→ Work required
Restate word for word the lines from the one containing "the white shirt" through the end of the listing below, with both ends included.

→ Data excerpts
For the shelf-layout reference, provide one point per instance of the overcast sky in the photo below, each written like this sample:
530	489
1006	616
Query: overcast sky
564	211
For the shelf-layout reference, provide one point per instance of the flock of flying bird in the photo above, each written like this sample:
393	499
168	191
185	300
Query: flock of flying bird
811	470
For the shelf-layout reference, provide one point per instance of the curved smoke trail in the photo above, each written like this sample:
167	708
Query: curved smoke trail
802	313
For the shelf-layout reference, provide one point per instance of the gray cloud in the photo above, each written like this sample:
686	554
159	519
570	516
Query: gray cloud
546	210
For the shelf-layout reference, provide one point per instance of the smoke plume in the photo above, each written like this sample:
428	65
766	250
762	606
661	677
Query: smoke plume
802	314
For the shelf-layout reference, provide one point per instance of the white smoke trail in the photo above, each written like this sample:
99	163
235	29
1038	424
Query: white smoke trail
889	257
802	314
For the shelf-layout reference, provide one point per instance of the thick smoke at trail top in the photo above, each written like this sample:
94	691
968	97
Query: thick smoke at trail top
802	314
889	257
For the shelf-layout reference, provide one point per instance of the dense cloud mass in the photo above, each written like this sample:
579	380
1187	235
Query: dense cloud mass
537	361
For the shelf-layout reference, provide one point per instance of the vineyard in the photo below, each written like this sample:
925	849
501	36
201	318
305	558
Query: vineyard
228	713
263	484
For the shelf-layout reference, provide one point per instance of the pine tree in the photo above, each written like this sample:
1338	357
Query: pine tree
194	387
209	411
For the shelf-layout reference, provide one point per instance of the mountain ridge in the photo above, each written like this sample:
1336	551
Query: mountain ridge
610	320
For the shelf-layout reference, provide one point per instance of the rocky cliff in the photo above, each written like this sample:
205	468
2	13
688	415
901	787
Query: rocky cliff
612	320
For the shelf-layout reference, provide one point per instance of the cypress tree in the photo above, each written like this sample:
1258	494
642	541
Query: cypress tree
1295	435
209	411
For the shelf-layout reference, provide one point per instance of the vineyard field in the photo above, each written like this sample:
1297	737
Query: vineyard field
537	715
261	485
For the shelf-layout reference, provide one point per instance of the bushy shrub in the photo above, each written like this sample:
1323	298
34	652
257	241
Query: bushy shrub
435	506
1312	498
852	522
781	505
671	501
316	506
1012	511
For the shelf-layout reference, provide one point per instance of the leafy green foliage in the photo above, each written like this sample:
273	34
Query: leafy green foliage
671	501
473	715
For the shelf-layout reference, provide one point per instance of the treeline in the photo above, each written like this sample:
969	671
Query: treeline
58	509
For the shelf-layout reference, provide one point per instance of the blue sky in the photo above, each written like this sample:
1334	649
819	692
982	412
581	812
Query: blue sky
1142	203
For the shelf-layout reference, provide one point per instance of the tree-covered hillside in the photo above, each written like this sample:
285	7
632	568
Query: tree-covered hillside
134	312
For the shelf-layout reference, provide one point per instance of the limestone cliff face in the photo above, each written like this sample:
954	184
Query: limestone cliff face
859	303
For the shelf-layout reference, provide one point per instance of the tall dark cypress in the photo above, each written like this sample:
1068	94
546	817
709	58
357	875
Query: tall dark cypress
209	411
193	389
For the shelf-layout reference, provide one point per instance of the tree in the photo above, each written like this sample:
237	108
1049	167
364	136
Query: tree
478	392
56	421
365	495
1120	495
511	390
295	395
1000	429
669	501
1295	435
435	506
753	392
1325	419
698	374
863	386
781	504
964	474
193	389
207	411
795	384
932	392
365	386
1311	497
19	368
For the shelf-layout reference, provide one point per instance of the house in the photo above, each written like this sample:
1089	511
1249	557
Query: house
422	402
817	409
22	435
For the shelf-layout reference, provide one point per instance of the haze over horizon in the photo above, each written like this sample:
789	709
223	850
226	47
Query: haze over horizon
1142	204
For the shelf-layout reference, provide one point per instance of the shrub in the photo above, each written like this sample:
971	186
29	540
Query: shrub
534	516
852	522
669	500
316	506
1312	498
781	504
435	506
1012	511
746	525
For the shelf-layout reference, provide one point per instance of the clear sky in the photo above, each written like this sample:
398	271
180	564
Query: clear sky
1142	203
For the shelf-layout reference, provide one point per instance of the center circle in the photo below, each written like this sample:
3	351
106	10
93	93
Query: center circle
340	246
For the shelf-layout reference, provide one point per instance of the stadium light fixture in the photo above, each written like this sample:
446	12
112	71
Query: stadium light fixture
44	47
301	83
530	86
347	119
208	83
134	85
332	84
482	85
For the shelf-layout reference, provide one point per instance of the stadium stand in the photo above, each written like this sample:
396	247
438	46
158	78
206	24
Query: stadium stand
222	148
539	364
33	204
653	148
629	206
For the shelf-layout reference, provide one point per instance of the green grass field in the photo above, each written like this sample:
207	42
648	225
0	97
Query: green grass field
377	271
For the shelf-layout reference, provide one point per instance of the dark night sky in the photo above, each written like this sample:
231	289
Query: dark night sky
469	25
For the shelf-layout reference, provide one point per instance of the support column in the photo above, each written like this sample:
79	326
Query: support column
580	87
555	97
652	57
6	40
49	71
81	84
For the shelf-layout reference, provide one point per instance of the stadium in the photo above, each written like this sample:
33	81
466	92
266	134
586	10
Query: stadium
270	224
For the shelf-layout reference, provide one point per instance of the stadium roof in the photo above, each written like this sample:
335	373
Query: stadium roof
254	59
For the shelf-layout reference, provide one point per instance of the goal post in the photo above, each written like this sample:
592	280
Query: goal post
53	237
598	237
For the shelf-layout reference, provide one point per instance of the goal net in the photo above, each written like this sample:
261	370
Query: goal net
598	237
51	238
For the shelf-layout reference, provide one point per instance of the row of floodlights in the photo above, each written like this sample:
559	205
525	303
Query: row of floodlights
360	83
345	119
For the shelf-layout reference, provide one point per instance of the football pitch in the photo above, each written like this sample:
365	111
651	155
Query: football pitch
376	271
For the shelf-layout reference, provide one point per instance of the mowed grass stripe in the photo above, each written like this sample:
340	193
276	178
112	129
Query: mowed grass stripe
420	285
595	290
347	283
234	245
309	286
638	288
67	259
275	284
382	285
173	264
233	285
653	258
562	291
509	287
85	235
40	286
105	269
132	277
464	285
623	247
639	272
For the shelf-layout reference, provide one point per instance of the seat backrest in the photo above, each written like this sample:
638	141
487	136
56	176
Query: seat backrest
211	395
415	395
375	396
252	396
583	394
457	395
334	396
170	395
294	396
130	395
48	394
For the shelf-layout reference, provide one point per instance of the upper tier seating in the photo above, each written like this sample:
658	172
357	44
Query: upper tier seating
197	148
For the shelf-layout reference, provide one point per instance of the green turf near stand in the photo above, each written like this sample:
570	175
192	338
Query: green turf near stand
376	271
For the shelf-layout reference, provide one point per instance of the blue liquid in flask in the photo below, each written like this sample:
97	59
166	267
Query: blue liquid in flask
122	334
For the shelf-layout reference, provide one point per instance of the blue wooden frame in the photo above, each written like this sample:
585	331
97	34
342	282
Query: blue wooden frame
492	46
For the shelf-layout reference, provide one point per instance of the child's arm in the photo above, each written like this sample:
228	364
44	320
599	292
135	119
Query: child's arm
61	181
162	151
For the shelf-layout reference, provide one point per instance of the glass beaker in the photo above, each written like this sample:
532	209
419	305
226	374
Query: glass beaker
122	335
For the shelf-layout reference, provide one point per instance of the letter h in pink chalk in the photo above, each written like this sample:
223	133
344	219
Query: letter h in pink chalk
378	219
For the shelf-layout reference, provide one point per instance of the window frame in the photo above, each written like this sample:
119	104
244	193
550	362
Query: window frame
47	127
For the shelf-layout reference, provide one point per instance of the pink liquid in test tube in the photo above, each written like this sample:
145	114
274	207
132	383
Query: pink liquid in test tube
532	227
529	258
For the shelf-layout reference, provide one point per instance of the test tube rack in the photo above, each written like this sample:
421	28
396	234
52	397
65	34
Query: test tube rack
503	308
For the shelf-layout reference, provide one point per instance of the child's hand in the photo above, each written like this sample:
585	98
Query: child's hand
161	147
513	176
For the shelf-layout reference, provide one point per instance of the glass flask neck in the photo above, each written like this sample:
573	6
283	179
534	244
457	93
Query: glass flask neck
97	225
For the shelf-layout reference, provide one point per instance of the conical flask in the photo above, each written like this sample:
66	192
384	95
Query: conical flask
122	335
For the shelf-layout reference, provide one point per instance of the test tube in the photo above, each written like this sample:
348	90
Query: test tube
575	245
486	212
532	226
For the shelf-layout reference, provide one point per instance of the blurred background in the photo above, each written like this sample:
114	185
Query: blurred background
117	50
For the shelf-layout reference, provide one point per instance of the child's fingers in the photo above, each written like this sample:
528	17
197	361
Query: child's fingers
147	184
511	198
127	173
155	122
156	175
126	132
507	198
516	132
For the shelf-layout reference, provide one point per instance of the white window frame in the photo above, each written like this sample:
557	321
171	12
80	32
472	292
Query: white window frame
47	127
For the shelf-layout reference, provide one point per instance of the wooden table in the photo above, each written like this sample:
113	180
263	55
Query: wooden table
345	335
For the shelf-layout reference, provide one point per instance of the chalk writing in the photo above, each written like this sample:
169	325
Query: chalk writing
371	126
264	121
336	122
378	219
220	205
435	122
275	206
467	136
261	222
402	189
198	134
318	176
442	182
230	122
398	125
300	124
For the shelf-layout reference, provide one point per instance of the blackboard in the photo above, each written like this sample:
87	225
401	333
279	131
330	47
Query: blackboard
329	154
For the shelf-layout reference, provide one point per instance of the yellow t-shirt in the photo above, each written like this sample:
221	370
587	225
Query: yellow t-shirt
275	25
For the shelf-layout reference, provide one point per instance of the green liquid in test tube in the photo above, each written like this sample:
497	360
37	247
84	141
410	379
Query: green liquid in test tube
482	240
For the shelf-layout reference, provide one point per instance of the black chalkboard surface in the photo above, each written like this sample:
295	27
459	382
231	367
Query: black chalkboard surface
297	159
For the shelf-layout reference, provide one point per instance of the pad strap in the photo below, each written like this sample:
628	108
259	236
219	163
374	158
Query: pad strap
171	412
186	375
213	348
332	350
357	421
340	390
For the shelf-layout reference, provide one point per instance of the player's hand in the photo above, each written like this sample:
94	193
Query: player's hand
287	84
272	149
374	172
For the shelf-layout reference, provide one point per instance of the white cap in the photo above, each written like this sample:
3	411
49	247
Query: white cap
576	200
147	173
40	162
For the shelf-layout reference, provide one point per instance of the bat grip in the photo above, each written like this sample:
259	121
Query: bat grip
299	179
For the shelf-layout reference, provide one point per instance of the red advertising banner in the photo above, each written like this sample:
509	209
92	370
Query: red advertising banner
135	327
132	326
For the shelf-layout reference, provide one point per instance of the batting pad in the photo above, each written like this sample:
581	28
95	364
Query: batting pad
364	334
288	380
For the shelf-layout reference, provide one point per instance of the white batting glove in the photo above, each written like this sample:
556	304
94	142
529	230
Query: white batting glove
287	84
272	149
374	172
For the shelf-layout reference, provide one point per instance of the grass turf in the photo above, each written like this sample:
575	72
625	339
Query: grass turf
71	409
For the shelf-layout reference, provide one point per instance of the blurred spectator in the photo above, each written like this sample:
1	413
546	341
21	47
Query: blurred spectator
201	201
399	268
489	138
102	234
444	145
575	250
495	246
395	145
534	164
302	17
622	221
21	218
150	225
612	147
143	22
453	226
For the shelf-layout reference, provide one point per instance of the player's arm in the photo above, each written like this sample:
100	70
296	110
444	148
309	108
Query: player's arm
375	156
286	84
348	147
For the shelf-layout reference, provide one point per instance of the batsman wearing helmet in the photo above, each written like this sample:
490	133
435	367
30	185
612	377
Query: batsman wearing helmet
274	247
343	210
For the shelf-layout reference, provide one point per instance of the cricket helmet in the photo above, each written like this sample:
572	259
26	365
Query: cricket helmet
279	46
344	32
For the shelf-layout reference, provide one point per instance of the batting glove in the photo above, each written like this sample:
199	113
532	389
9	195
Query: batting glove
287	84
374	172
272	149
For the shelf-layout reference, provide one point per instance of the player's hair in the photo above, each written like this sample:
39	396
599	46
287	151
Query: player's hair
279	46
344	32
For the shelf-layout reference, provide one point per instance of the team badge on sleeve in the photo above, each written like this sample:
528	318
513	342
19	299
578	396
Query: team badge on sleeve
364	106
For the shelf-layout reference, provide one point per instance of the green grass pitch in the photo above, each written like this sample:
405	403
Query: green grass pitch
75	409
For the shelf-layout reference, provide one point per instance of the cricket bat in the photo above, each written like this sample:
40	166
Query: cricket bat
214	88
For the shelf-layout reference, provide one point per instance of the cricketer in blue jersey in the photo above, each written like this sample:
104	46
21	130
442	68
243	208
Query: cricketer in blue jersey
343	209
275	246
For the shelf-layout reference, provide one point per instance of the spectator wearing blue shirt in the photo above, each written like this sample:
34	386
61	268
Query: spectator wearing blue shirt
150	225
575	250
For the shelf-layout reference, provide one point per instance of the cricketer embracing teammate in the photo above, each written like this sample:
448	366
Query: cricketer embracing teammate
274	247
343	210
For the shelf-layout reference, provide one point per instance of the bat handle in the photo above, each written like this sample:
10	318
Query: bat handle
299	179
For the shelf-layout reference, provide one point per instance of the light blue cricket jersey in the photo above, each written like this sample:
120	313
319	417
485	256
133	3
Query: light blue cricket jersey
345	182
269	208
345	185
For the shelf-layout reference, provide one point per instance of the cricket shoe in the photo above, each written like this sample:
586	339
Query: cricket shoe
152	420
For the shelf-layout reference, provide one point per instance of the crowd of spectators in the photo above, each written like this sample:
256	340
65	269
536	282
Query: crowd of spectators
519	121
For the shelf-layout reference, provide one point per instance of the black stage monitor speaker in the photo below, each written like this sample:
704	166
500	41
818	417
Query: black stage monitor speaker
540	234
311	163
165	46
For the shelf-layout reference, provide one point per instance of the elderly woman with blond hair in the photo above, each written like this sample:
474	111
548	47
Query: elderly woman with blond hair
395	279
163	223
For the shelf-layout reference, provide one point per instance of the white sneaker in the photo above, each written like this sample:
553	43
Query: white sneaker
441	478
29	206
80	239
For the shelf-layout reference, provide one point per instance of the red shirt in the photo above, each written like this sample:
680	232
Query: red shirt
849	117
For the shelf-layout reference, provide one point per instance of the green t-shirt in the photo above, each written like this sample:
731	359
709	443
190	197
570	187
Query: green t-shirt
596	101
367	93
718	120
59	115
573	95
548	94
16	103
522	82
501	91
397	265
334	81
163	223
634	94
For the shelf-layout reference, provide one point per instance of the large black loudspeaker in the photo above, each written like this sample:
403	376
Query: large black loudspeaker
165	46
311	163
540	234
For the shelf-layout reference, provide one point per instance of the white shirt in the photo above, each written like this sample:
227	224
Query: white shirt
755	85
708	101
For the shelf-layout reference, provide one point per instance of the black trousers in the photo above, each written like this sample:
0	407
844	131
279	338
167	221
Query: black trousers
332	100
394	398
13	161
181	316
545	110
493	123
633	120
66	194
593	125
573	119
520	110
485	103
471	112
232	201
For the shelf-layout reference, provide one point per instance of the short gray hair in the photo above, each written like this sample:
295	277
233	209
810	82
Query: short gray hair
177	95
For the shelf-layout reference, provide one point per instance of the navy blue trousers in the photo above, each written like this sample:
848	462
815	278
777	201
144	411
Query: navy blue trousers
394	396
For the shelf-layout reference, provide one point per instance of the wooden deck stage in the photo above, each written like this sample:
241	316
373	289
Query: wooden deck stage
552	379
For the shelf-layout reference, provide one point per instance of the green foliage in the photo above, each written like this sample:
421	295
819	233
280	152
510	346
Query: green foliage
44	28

→ Solution for this exercise
For the shelf-layout reference, provide one point per instance of the white shirt in the photo above, each written like this sample:
227	224
Query: white shirt
755	85
708	101
For the shelf-layout reference, provide one point per instance of the black trousers in the photo above, each written like this sample:
0	407
844	131
279	338
167	221
Query: black trousers
332	100
394	398
13	161
181	316
545	110
493	123
633	120
66	194
593	125
573	119
520	110
485	103
471	112
232	201
For the shelf-layout reference, provide one point per instance of the short gray hair in the photo above, each written like this sample:
295	277
233	209
810	82
Query: short gray hair
177	95
For the shelf-layout reference, provide one point per instance of the navy blue trousers in the photo above, each written like this sample:
848	462
815	278
777	201
144	411
Query: navy blue trousers
394	396
For the shelf-layout reference, provide one point per instance of the wooden deck stage in the photo above, each written like this sample:
241	316
373	289
Query: wooden deck stage
552	379
For the shelf-layout reference, provide one point per instance of the green foliage in the photo above, each written like this sample:
421	295
819	233
280	152
510	346
Query: green foliage
44	28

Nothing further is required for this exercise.